AIM: Collect every line in the records below that contains the string "window" and copy each such line in full.

RECORDS SHOWN:
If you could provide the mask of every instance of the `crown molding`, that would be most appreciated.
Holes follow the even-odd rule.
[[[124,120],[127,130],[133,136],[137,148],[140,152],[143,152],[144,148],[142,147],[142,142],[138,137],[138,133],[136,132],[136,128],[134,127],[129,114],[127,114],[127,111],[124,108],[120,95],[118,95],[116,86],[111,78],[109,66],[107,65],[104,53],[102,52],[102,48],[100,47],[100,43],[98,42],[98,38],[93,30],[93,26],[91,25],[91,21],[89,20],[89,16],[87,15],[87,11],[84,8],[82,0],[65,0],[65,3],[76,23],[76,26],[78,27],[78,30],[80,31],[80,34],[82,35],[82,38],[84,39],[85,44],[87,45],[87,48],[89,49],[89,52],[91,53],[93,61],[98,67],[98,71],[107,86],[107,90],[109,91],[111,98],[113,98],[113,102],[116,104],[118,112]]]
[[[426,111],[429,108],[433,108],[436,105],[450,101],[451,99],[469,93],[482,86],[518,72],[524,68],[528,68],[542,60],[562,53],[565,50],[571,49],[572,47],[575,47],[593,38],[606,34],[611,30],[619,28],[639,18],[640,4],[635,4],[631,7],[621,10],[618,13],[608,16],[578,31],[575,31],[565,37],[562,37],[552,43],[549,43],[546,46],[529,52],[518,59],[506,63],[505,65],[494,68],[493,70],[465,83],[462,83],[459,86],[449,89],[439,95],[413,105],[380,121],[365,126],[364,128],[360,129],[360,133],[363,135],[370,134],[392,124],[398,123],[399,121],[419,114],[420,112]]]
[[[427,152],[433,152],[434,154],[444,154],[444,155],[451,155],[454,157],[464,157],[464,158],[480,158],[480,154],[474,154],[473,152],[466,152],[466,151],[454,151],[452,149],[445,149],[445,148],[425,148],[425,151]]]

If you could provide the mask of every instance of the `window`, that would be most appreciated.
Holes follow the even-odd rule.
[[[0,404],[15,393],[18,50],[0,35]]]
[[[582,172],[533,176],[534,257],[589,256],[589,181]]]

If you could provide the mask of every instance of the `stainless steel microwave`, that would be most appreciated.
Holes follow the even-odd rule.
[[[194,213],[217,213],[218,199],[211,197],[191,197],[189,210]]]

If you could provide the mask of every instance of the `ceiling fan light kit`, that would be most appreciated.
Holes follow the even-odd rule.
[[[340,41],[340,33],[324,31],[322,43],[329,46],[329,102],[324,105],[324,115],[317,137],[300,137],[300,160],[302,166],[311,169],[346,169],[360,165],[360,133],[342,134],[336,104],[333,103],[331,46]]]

--

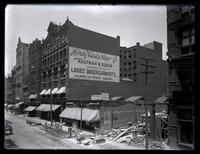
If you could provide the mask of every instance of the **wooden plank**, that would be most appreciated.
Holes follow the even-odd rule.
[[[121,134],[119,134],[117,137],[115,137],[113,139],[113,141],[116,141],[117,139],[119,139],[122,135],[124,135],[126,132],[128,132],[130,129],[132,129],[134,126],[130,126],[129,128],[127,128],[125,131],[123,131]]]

* * *

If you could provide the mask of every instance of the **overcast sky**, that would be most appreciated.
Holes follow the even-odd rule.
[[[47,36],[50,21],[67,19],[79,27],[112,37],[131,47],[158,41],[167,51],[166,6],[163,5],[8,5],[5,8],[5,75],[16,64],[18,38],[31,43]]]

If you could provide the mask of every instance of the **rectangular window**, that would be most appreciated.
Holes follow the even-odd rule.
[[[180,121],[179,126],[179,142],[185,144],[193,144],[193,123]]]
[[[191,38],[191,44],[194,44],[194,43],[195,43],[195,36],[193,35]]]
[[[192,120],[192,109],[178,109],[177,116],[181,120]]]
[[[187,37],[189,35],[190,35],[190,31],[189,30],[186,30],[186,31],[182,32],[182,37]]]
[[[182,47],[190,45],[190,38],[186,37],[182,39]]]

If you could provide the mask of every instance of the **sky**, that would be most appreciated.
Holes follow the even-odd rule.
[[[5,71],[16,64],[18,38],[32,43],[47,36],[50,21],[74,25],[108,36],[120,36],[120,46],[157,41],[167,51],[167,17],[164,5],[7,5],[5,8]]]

WRITTEN RESPONSE:
If you could provide the mask of every instance of the `window`, that would be most appreciated.
If you could provide the mask of every instance of the **rectangular window**, that would be most appreciated.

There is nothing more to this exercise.